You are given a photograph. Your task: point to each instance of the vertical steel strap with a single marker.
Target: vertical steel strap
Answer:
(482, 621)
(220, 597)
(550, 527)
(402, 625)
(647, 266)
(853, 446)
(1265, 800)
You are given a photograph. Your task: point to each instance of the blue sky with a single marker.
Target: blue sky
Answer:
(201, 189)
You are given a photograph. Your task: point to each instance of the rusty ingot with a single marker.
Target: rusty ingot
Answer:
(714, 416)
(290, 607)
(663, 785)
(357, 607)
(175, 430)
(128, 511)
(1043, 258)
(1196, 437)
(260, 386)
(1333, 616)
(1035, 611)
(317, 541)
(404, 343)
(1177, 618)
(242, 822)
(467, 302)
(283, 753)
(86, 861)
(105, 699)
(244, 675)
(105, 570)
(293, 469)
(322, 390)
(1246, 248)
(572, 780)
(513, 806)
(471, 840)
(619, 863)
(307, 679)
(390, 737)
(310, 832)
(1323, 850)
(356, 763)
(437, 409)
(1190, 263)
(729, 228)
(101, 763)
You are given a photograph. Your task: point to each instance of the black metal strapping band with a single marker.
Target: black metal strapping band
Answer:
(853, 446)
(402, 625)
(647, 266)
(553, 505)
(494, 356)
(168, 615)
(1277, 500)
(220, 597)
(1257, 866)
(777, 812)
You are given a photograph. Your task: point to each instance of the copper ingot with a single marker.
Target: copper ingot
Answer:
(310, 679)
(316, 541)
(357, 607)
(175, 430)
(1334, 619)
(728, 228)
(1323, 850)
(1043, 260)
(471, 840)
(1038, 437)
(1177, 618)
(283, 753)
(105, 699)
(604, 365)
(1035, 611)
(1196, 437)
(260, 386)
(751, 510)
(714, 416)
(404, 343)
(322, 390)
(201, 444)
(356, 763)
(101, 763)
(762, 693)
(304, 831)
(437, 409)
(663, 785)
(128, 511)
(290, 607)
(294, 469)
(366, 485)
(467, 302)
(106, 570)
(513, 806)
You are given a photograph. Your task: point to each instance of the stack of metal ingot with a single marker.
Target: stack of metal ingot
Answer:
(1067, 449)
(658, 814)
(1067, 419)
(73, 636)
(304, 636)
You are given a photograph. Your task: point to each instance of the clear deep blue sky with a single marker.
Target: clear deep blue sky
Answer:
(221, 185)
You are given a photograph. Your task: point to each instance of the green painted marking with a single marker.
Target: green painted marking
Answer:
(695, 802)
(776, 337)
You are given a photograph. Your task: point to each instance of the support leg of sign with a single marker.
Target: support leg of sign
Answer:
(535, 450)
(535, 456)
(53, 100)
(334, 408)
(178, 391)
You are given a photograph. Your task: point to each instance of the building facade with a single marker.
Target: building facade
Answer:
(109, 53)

**TASK DETAILS:**
A count alone is required. How many lines in the entries contain the string "copper"?

**SOLUTION TO THE PROBLEM:**
2